11 January 2011

GoDaddy - 1st downtime

I was transferring some files from the VPS to my dedicated servers... when the connection just dropped. Now i have 2 ideas in mind:

1. GoDaddy closed my VPS for some reasons
2. The dedicated server where my VPS is hosted died for some other reasons

Whatever it is, i just hope that they will keep my 99% availability agreed when i bought the VPS...

Update 1: Server is back online (06:47 AM) after a downtime of 17 minutes.
Update 2: Server is down again (06:49 AM). I'm going to sleep, my dedicated servers will monitor this...

4 comments:

  1. discussion with GoDaddy support... i'm stefan:

    Joseph N. - Server Concierge: Please note: All Live Chat sessions are logged and may be monitored for security and quality assurance purposes.

    Thank you for contacting Live Chat support for Virtual and Dedicated Servers. This is Joseph. How can I help you?
    stefan: Morning... my server is not responding. Do you have any idea why?
    Joseph N. - Server Concierge: Lots of things can cause this, tried a reboot yet?
    stefan: no
    stefan: i don't want to reboot my vps
    stefan: it's a network issue
    Joseph N. - Server Concierge: reboot is a first step to resolving unresponsiveness.
    stefan: i'm doing MTR from 3 different locations and all packets are stopping at ip-208-109-115-170.ip.secureserver.net
    stefan: reboot is a first step to resolve everything on windows... on linux i need an explanation :)
    Joseph N. - Server Concierge: That is normal traceroute behavior, we set it like that.
    stefan: not really... about 15 minutes ago MTR was stopping at my server...
    Joseph N. - Server Concierge: did the trace go to complete?
    stefan: 15 minutes ago.. yes
    stefan: now it's up again
    stefan: strange... everything seems ok...
    stefan: it must be a network error, as the VPS has the same uptime, so it wasn't down
    stefan: now it's down again :))
    stefan: are you still there ?
    Joseph N. - Server Concierge: Looking.
    stefan: ok...
    Joseph N. - Server Concierge: The server isnt online, give it a reboot, it usually celars this up, if it does not, let us know in 30 minutes.
    stefan: why reboot and why 30 minutes? :)
    stefan: this is clearly not a server issue... from my point of view
    stefan: let me ask you something else
    stefan: is there any limit of data that i can transfer for 1-2-3-4-5 minutes ?
    stefan: from/to my VPS
    Joseph N. - Server Concierge: There is not.
    stefan: strange...
    stefan: except reboot, do you have other ideas ?
    Joseph N. - Server Concierge: considering icant log into anything, not at the moment.
    stefan: but you can login to the dedicated server where the VPS is located, right?
    Joseph N. - Server Concierge: I cannot regrettably.
    stefan: so... you're asking me to do a reboot to a server that you can't access... and then wait 30 minutes? :))

Problem to work on: In the GoDaddy downtime post, how long was the server down before it came back online at 06:47 AM?

Dataset extract:
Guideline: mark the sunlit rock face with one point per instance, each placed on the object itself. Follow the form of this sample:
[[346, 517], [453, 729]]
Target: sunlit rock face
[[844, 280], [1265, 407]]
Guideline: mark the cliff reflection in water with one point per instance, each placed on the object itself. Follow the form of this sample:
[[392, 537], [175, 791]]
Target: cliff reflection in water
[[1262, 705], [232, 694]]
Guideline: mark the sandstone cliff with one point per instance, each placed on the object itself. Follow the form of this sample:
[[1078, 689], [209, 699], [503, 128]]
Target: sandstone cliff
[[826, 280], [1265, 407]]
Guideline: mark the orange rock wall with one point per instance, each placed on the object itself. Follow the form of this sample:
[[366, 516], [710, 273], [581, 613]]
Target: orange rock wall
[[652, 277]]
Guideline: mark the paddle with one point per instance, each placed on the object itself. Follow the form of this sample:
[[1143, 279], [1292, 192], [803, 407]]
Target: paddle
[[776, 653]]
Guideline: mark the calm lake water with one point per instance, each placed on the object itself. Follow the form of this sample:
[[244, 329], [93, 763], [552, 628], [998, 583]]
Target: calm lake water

Response to the task: 17 minutes.